_YOUR ASSIGNMENT_
The response must contain every record, repeated exactly.
════════════════════
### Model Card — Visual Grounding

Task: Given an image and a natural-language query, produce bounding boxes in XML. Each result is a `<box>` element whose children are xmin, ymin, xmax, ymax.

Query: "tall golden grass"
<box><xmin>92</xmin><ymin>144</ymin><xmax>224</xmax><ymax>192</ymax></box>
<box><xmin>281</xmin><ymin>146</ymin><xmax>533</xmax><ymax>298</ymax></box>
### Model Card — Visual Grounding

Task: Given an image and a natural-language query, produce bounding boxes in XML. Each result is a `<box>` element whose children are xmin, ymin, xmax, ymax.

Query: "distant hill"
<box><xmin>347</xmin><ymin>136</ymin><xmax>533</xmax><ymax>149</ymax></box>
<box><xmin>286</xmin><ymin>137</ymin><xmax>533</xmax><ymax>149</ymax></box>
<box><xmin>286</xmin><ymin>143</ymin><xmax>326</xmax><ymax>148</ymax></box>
════════════════════
_RESPONSE FOR THIS EXERCISE_
### Model Card — Visual Grounding

Task: Given an image and a natural-language query, produce bounding boxes in XML. Each result is a `<box>` element whose children are xmin, ymin, xmax, ymax.

Query: "tall golden grass"
<box><xmin>92</xmin><ymin>144</ymin><xmax>224</xmax><ymax>192</ymax></box>
<box><xmin>281</xmin><ymin>146</ymin><xmax>533</xmax><ymax>298</ymax></box>
### Model Card — Visual Grounding

Task: Given an image and a natural-language query, produce bounding boxes in XML. Each result is a `<box>` element whose children are xmin, ymin, xmax, ymax.

Query: "distant hill"
<box><xmin>347</xmin><ymin>136</ymin><xmax>533</xmax><ymax>149</ymax></box>
<box><xmin>286</xmin><ymin>137</ymin><xmax>533</xmax><ymax>149</ymax></box>
<box><xmin>286</xmin><ymin>143</ymin><xmax>326</xmax><ymax>148</ymax></box>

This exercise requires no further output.